-- Directives --
[1] Print the section of the opinion piece on McMorris Rodgers and the Big Lie that opens with the words containing "In December 2020" and closes with "might be true.".
[2] Summarize the opinion piece on McMorris Rodgers and the Big Lie in two sentences.

-- Document text --
####################
CMR and the Big Lie

How far was she willing to go?

On the afternoon of January 6, 2021, Cathy McMorris Rodgers denounced the violence of the January 6 insurrection as “unlawful and unacceptable”. Now, a year later, she really wants us to forget her support for the Big Lie that the 2020 election was rife with fraud. It is especially important to McMorris Rodgers that we forget her prior statements and actions now that the details of Trump’s multi-pronged attempted coup are becoming clear, thanks to the House January 6th Committee. It should be no surprise that she, along with a majority of House Republicans, voted against formation of a bi-partisan committee. One must presume she worried over what the investigation might reveal, preferring a largely Democratic committee that could be undermined as a “witch hunt”. 

In December 2020 less than a month before January 6th, 2021, McMorris Rodgers signed on to a “friend of the court” brief in support of a lawsuit brought by Texas’ attorney general Ken Paxton. Paxton brought the suit to challenge the results of the 2020 election in four states, Pennsylvania, Georgia, Michigan and Wisconsin. Paxton’s lawsuit was so ill-conceived that even our current uber-conservative Supreme Court refused to hear it. But Paxton’s suit—and McMorris Rodgers’ support of it—served its unvoiced purpose: to bolster suspicion in the public mind that the election was badly flawed, to hint that Trump’s Big Lie that he had won might be true.

On January 5, 2021, McMorris Rodgers declared, “I’m planning to vote to object [to accepting the electoral votes of some states] tomorrow to give voice to millions of Americans that do not have trust and confidence in this election, and to ensure the integrity of our election.” Let’s examine that. That January 5th in Dalton, Georgia, the leader of the Republican Party, Donald Trump, proclaimed once again, falsely, that he had won the election, pushing his Big Lie. In her statement, McMorris Rodgers lent her support, citing claims of election irregularities that were already thoroughly debunked.
####################
-- Point labeling examples --

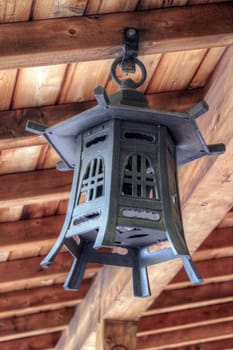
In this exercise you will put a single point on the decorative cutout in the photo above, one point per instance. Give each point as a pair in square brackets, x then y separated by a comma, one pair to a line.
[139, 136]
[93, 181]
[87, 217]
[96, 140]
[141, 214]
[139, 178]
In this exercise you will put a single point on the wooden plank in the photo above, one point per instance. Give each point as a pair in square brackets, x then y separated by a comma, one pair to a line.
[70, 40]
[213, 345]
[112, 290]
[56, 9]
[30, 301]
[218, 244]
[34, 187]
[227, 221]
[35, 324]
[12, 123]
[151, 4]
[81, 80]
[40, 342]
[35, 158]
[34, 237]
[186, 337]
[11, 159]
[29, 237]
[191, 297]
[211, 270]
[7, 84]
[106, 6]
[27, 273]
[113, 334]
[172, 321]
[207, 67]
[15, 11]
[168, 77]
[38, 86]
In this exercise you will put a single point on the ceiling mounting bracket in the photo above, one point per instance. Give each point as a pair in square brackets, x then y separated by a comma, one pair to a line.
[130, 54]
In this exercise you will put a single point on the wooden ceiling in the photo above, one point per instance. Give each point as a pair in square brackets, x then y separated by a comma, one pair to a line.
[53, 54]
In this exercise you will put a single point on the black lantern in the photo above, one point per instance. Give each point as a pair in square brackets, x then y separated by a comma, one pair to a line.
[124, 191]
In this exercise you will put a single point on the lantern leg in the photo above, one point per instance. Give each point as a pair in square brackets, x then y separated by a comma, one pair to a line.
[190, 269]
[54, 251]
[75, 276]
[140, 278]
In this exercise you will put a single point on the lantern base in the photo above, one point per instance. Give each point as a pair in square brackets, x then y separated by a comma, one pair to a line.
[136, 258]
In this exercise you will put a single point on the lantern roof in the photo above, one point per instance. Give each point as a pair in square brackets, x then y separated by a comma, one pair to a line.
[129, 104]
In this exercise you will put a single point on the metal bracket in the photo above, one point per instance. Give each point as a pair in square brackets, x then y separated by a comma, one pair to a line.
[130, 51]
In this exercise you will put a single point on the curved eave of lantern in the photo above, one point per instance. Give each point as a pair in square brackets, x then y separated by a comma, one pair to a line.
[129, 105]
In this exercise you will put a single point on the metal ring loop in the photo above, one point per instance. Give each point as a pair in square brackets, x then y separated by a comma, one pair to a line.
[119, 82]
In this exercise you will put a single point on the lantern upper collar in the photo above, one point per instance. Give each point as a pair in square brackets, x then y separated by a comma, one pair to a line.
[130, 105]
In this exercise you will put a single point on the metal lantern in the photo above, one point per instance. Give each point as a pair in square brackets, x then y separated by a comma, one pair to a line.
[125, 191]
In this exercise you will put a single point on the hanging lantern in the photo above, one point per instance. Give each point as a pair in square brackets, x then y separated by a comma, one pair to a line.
####################
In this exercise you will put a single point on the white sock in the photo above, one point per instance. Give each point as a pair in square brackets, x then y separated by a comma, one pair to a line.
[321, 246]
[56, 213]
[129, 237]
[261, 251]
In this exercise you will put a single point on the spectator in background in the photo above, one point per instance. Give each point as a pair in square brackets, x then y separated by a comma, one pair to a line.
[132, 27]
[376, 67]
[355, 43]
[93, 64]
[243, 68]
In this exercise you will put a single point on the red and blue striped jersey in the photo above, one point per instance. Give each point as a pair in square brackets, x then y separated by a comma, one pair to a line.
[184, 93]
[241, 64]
####################
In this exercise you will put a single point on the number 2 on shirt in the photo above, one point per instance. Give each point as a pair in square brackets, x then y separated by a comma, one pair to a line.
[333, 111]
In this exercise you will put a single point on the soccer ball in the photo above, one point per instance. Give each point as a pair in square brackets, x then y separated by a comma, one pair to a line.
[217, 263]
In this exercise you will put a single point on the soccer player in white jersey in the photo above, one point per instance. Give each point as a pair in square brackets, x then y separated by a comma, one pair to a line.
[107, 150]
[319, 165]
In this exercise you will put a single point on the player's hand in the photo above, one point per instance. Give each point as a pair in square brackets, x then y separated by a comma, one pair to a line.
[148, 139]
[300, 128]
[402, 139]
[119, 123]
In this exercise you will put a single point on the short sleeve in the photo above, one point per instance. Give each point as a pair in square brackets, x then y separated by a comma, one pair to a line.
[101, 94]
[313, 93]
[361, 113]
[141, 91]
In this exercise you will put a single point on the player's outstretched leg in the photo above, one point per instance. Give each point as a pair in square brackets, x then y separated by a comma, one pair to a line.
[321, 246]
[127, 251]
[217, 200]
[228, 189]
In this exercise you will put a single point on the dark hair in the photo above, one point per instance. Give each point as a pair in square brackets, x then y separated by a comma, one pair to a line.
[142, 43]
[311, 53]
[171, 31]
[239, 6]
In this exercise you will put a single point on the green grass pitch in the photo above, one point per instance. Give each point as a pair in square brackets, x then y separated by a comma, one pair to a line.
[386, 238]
####################
-- Results for each task --
[1]
In December 2020 less than a month before January 6th, 2021, McMorris Rodgers signed on to a “friend of the court” brief in support of a lawsuit brought by Texas’ attorney general Ken Paxton. Paxton brought the suit to challenge the results of the 2020 election in four states, Pennsylvania, Georgia, Michigan and Wisconsin. Paxton’s lawsuit was so ill-conceived that even our current uber-conservative Supreme Court refused to hear it. But Paxton’s suit—and McMorris Rodgers’ support of it—served its unvoiced purpose: to bolster suspicion in the public mind that the election was badly flawed, to hint that Trump’s Big Lie that he had won might be true.

[2] The opinion piece argues that Cathy McMorris Rodgers, who called the January 6, 2021 violence "unlawful and unacceptable," now wants people to forget her earlier support for the Big Lie that the 2020 election was rife with fraud. It points to her December 2020 signing of a brief backing Texas attorney general Ken Paxton's lawsuit challenging the results in four states, and to her January 5, 2021 statement that she planned to vote to object to some states' electoral votes.